__Problems to solve__
[1] In the comment about Trump's campaign promises, what does the writer say "insurance for everybody" turned out to mean?
[2] Can you copy the comment about Trump's campaign promises word for word, from "Are you saying" to "says are meaningless."?

__Extract to read__
------------------------------

Are you saying that you like it when trump lies?

This is just another case of "insurance for everybody" where trump says something he thinks will be popular, then turns around and does the exact opposite.  "Drain the swamp" turned out to mean "staff my cabinet with billionaires and hire foreign agents to run national security" and "insurance for everybody" turned out to mean "24 million fewer people will have insurance" and "Mexico will pay for it" turned out to mean "American taxpayers will pay for it".  Shall I go on?

Trump is a con man.  He will say anything to get his way and enrich himself and his family.  We shouldn't be celebrating his lies just because they sound good, when we know damned well be doesn't mean a word of it.  He is not in control of his own administration, so the things he says are meaningless.

Next you'll be telling is how great it is that Hillary is finally in jail for all of those non-existent crimes.  What a great policy!

------------------------------

__Record set__
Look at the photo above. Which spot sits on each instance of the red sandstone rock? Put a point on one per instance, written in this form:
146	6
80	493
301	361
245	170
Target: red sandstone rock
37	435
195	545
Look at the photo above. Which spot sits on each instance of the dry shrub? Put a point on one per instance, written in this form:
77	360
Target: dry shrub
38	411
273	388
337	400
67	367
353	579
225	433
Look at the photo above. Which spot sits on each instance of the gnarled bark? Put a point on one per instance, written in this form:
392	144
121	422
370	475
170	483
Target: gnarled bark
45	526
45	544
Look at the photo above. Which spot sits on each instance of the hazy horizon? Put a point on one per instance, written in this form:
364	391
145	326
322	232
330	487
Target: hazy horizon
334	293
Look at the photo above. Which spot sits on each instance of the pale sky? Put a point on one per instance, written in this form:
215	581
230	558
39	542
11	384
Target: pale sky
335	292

------------------------------

__Answers given__
[1] "24 million fewer people will have insurance"

[2]
Are you saying that you like it when trump lies?

This is just another case of "insurance for everybody" where trump says something he thinks will be popular, then turns around and does the exact opposite.  "Drain the swamp" turned out to mean "staff my cabinet with billionaires and hire foreign agents to run national security" and "insurance for everybody" turned out to mean "24 million fewer people will have insurance" and "Mexico will pay for it" turned out to mean "American taxpayers will pay for it".  Shall I go on?

Trump is a con man.  He will say anything to get his way and enrich himself and his family.  We shouldn't be celebrating his lies just because they sound good, when we know damned well be doesn't mean a word of it.  He is not in control of his own administration, so the things he says are meaningless.